Directions for this task ::
Locate every line in the records below that contains the word "petal" and copy each of those lines in full.
----
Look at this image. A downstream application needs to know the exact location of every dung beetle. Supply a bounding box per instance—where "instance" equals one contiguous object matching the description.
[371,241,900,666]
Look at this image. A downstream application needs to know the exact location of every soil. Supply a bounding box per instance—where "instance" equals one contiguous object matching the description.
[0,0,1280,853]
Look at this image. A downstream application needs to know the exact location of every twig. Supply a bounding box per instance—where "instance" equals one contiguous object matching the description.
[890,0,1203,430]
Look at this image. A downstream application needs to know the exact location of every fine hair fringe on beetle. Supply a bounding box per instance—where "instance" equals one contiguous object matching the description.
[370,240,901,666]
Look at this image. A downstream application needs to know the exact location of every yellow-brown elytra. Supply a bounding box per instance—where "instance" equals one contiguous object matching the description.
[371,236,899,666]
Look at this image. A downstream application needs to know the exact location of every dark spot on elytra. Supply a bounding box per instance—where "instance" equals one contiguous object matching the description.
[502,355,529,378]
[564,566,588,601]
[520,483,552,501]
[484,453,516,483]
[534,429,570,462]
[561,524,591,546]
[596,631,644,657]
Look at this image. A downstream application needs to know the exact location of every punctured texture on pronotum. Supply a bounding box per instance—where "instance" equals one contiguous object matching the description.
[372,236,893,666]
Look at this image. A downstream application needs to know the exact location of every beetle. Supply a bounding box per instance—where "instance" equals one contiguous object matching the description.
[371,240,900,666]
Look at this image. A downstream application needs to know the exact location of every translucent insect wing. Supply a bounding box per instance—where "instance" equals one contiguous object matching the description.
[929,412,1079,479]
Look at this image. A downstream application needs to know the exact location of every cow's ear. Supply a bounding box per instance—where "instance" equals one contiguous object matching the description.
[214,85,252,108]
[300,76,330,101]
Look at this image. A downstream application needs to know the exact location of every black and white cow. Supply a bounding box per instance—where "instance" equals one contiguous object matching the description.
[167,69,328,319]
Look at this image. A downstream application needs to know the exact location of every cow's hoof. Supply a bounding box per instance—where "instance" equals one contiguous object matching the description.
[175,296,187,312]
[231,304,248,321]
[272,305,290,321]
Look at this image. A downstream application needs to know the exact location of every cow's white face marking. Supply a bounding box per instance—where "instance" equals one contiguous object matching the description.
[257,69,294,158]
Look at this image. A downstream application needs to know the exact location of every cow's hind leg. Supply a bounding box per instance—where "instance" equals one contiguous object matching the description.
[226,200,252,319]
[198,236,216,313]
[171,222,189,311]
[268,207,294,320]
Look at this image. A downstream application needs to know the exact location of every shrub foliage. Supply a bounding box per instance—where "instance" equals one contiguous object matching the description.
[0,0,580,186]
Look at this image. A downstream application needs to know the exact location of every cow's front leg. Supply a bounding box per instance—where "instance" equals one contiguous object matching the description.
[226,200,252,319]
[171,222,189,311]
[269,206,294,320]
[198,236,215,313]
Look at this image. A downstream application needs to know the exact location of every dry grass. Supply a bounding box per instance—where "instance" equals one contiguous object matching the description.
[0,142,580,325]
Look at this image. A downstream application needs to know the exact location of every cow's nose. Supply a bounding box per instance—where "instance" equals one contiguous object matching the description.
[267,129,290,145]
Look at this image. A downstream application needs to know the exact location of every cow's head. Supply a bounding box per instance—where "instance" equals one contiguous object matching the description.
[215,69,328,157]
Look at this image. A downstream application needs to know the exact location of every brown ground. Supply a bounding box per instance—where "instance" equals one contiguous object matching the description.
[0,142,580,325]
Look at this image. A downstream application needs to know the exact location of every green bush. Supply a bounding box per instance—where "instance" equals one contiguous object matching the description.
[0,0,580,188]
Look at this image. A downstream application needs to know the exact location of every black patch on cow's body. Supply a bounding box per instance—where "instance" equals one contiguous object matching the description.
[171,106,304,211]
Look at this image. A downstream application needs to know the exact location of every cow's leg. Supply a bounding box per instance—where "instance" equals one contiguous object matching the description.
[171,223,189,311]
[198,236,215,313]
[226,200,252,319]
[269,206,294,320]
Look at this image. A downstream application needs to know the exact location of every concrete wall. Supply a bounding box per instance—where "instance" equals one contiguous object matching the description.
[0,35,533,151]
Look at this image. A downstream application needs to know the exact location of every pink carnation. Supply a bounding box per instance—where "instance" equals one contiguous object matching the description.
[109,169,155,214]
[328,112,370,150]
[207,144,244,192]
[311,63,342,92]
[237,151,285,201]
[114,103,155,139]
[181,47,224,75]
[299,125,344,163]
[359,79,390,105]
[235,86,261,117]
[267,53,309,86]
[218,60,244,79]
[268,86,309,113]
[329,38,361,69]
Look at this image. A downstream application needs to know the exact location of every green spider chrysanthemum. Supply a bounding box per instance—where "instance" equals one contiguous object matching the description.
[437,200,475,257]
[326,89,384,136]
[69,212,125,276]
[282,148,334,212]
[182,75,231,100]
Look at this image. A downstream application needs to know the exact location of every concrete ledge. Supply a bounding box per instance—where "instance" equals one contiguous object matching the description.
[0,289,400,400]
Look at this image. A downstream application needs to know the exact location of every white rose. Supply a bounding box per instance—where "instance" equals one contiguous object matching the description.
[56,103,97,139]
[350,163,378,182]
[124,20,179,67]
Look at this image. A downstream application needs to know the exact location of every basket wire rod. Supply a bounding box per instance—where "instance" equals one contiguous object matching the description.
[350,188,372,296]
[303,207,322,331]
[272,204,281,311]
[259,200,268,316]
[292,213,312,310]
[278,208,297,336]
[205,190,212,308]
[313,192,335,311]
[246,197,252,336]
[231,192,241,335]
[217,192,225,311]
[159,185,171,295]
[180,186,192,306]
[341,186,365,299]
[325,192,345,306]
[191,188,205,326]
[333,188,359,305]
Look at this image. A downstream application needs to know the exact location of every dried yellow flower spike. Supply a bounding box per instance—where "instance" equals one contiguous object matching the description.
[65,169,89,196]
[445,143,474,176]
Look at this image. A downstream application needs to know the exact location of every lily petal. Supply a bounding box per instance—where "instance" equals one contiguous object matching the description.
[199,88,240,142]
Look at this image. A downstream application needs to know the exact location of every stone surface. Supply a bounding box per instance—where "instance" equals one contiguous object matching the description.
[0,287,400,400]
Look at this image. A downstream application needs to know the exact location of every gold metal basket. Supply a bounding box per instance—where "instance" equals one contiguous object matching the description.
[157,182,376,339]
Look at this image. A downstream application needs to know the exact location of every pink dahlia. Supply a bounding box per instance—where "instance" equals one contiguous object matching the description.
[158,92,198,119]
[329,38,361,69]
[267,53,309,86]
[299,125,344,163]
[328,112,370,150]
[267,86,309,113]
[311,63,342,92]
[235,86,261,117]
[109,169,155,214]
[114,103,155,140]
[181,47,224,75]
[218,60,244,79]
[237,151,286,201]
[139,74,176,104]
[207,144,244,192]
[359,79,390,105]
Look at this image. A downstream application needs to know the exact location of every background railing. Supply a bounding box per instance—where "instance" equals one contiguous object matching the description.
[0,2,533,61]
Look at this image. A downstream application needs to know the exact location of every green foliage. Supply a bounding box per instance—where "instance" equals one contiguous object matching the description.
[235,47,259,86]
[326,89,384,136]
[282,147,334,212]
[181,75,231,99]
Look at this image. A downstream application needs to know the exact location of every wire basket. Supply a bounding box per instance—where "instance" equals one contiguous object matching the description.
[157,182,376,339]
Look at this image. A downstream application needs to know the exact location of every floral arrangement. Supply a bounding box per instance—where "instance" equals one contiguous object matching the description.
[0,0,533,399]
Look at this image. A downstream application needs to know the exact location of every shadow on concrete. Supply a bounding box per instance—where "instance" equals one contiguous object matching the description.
----
Complete response ::
Look at this image. A downstream application needs to know the exact location of every lily petal. Supply a bounding box per instance—where "instance" equals one contiguous object matching the description.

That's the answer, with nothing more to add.